** BEGIN Text to read **

Woods won't be able to go for his third straight win at Bay Hill, as the top-ranked player in golf had to withdraw earlier this week due to his continued back spasms.

"Called Arnold today to tell him that, sadly, I won't be able to play," a disappointed Woods said on his website. "Back spasms and the pain haven't subsided," added Woods, who was seeking his ninth victory at Bay Hill, which would have broken his and Sam Snead's shared all-time record of eight victories in the same tournament.

"I feel badly that I won't be able to play in this great tournament this week."

But Arnie, now 84, will be there, mingling with the crowd, talking to the announcers in the broadcast booth, and chatting with the players as he's done since 1979.

On the eve of the Arnold Palmer Invitational, "The King" met with reporters and discussed the tournament, the field, Woods' absence and some nuggets from his vast storehouse of personal memories. Here's what he had to say.

MODERATOR: We'd like to welcome tournament host of the Arnold Palmer Invitational, Mr. Arnold Palmer. Thank you for joining us for a few minutes this morning. Once again, players are certainly raving about the condition of the golf course, and with that I'll turn it over to you for some general opening comments.

ARNOLD PALMER: Well, of course you know the golf course as the players are testifying to the fact that it's in great condition, maybe the best that it has been since we've had this tournament. Everything is pretty much right on schedule. The greens will be fast. They'll be running about 12, 13 on the Stimp, and they are in excellent condition throughout. The fairways are probably the biggest improvement in the golf course over 36 events, and they are excellent, also. So generally we are in good shape. The weather looks like it's going to be great. I'm pleased, of course, with a couple of exceptions as all of you know. I'm sorry about that, but there isn't anything we can do about it. And with that, just fire, whatever you want to ask me.

Q. Mr. Palmer, you own several golf courses. Do you have an opinion on whether or not the golf ball should be rolled back? We keep getting golf balls that are traveling farther and farther, and you almost need to buy another county in order to lengthen your course?

** END Text to read **

→ **Work to be completed**:
In the text about Arnold Palmer and Bay Hill, how fast does Palmer say the greens will run on the Stimp?

** BEGIN Records **

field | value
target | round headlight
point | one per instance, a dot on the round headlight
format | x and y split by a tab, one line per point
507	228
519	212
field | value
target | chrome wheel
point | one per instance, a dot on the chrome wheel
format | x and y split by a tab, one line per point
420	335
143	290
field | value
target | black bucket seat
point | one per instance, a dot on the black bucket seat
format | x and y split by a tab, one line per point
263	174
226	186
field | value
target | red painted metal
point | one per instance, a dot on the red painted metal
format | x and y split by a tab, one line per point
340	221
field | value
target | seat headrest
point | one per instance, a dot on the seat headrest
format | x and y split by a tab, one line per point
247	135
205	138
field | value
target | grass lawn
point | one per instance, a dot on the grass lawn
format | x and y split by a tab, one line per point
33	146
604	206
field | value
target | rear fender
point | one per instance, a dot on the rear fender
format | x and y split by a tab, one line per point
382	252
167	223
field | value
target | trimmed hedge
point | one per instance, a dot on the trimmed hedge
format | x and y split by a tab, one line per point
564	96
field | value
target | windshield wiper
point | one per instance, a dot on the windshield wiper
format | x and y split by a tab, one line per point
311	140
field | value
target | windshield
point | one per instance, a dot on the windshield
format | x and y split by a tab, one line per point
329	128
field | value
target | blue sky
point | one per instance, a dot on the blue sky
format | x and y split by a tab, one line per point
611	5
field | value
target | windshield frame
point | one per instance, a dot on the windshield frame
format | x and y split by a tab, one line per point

** END Records **

→ **Task solution**:
About 12 to 13.